- _Questions on the material_
[A] In the text on ECMO configurations, shorten the paragraph beginning "ECLS can be setup as" and keep its main facts.
[B] Resume the text on ECMO cannulation with a further paragraph that picks up after its last sentence.

- _Text_
★ ★ ★ ★

ECLS can be setup as: (I) veno-venous (VV); and (II) veno-arterial (VA-ECMO). VV-ECMO is a good option in patients with only respiratory failure but preserved right ventricular function. As the group from San Diego reported (4), this approach has many advantages since peripheral cannulation, minimal incision or even percutaneous insertion reduces invasiveness of the procedure. Also, the development of a dual lumen cannula (Avalon Elite, Avalon Laboratories, Rancho Dominguez, CA, USA) offers the advantage of single site cannulation (23).
VA-ECMO is needed to manage right ventricular dysfunction coupled with hypoxemia. In the setting of PH, the right ventricle initially develops hypertrophy but with the progression and increase of PH, the RV dilates, loses contractility and systolic function and may also impair left ventricular function (24). With VA-ECMO, the RV is underloaded to facilitate recovery, and pulmonary flow is regulated to reduce RV afterload, avoiding reperfusion damage while maintaining pulsatility and ensuring adequate oxygenation and CO2 levels. Furthermore, the increased afterload of the left ventricle due to arterial inflow of the ECLS, may improve the filling and diastolic performance of the left ventricle, as well as helping to prevent right ventricular ballooning (leftward septal shift).
VA-ECMO cannulation can be peripheral or central. Typically, a peripheral approach has meant femoro-femoral (FF) cannulation, however, other cannulation sites such as the subclavian artery can also be used. However, the FF approach is a straightforward procedure and is easily done under stable conditions while still on CPB. The chest can be definitively closed, reducing the risk of infection and helping cardiac recovery under standard conditions. Moreover, cannulas can be removed in the ICU. Of course, troubles with lower limb ischemia or other vascular complications may occur and should be considered, periodically checked and eventually treated with distal perfusion. Another drawback of the FF-VA-ECMO is the risk of “Harlequin syndrome” development. In these cases, a switch to VV-ECMO or change of cannulation site should be considered if the patient cannot be weaned from ECMO. Other authors prefer central cannulation when ECMO is needed already in the operating room, since the chest is already open and they observed more complications with the peripheral approach.

★ ★ ★ ★

- _Material provided_
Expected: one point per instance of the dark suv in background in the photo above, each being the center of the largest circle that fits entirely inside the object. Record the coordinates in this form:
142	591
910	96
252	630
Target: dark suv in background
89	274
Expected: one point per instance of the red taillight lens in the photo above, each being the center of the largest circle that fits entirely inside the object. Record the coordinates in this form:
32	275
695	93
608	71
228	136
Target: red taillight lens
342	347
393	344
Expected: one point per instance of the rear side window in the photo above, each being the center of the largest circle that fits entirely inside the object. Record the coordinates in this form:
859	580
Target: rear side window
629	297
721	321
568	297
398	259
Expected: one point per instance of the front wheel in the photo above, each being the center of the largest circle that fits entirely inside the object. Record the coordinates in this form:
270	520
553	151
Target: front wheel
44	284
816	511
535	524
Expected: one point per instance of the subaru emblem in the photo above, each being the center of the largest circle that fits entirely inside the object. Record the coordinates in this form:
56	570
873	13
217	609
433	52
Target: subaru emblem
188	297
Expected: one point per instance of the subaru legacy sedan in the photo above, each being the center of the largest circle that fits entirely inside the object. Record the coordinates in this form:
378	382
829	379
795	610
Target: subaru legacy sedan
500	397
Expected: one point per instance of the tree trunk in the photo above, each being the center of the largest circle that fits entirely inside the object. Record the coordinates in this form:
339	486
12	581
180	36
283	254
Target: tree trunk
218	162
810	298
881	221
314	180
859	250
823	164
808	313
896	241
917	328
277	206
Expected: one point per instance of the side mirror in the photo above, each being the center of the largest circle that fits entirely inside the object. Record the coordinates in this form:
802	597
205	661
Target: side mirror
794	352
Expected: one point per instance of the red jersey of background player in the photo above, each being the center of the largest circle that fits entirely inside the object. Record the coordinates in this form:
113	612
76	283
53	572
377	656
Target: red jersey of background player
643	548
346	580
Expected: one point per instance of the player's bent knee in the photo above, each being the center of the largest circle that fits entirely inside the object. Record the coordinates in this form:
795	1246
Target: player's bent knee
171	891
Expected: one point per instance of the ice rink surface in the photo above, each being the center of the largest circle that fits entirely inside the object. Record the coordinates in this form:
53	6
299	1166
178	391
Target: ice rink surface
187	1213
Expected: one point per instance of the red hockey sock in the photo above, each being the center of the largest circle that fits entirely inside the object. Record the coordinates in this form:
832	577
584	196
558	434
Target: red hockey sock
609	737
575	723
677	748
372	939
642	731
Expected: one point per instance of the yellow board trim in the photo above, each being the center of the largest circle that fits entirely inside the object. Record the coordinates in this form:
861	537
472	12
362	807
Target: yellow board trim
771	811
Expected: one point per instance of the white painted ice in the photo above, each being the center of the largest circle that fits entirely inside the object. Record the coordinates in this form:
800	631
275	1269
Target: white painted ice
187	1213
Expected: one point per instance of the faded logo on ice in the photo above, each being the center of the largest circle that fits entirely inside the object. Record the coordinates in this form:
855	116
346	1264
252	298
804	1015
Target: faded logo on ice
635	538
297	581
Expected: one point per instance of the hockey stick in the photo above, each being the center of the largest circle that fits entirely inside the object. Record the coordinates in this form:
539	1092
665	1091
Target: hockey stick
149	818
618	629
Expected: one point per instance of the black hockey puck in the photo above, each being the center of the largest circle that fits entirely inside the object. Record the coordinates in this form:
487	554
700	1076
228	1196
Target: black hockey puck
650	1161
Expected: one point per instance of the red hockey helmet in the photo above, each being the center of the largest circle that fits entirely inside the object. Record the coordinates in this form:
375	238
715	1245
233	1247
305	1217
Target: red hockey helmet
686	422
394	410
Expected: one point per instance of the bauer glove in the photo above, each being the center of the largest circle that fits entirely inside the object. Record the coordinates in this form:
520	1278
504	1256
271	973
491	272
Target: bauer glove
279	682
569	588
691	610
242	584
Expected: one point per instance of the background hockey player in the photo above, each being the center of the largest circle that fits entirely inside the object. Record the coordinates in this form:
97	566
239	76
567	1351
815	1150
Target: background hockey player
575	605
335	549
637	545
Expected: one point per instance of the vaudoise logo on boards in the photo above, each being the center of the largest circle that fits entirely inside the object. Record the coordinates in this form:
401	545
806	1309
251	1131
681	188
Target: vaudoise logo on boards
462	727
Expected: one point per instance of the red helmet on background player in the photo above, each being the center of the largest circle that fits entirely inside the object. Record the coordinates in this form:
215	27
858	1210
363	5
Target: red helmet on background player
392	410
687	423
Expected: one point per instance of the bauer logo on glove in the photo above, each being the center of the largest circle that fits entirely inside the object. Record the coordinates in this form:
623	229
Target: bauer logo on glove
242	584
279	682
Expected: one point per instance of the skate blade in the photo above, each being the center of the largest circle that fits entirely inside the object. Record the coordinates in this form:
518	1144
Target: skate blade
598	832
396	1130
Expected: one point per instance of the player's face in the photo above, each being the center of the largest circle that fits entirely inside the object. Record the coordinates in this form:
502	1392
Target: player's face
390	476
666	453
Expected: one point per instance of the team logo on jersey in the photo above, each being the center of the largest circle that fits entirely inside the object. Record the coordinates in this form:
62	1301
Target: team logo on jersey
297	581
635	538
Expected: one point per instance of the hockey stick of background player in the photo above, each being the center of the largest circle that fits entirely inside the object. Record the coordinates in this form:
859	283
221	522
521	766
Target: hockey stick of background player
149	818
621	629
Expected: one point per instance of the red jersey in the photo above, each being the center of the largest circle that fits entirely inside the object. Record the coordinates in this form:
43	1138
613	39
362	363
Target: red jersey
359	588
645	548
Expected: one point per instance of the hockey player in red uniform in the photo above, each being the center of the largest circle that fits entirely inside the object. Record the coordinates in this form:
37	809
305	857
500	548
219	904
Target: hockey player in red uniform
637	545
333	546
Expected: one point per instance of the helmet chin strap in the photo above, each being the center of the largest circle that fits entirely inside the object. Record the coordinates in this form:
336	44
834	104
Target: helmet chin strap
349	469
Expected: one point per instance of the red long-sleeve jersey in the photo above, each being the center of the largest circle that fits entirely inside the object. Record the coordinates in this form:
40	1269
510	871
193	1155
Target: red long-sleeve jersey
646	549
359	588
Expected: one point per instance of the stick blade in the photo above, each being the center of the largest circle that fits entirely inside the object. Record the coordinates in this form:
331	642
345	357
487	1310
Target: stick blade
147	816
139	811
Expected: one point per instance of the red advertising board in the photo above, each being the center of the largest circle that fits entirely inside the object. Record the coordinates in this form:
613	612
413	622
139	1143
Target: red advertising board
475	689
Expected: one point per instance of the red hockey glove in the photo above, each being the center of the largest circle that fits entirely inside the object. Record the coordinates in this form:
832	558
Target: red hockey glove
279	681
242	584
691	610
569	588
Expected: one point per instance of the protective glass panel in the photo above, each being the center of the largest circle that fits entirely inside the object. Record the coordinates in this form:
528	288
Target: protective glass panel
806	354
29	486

★ ★ ★ ★

- _Your responses_
[A] ECLS has two setups: veno-venous (VV) and veno-arterial (VA-ECMO). VV-ECMO suits patients who have respiratory failure alone with preserved right ventricular function. As the San Diego group reported, it is less invasive because it allows peripheral cannulation, a minimal incision or even percutaneous insertion. The dual lumen Avalon Elite cannula also permits cannulation at a single site.

[B]
In cases of pulmonary or bronchial bleeding, VA-ECMO is the first line management option. In these patients, changing from a CPB circuit to a heparin-coated VA-ECMO circuit, permits full heparin reversal with protamine to arrest bleeding sources. Additionally in these patients, mechanical ventilation has an important role and high PEEP is advisable. Guth et al. reported a series of 8 patients with endobronchial bleeding (2%) supported with central VA-ECMO using CPB cannulas. Results are outstanding, with 7 patients discharged from hospital.
All previous authors as well ourselves confirm that bleeding, infection and thromboembolic complications are the most common complications of ECLS, increasing in frequency with increased duration of therapy. We agree that the patient must be weaned from ECMO as soon as possible. Still, it is very important to recognize early the patient who might need ECLS before hemodynamic and respiratory conditions deteriorate to the point of irreversibility (even with the institution of ECMO). We also agree with other authors that patients with worse hemodynamic profiles and less accessible anatomy, have more risk of requiring ECLS after PEA (6). In those patients, newer technologies like balloon pulmonary angioplasty (PBA) in combination with medical management can be the therapeutic option with the best risk-benefit relationship (25).
Conflicts of Interest: The authors have no conflicts of interest to declare.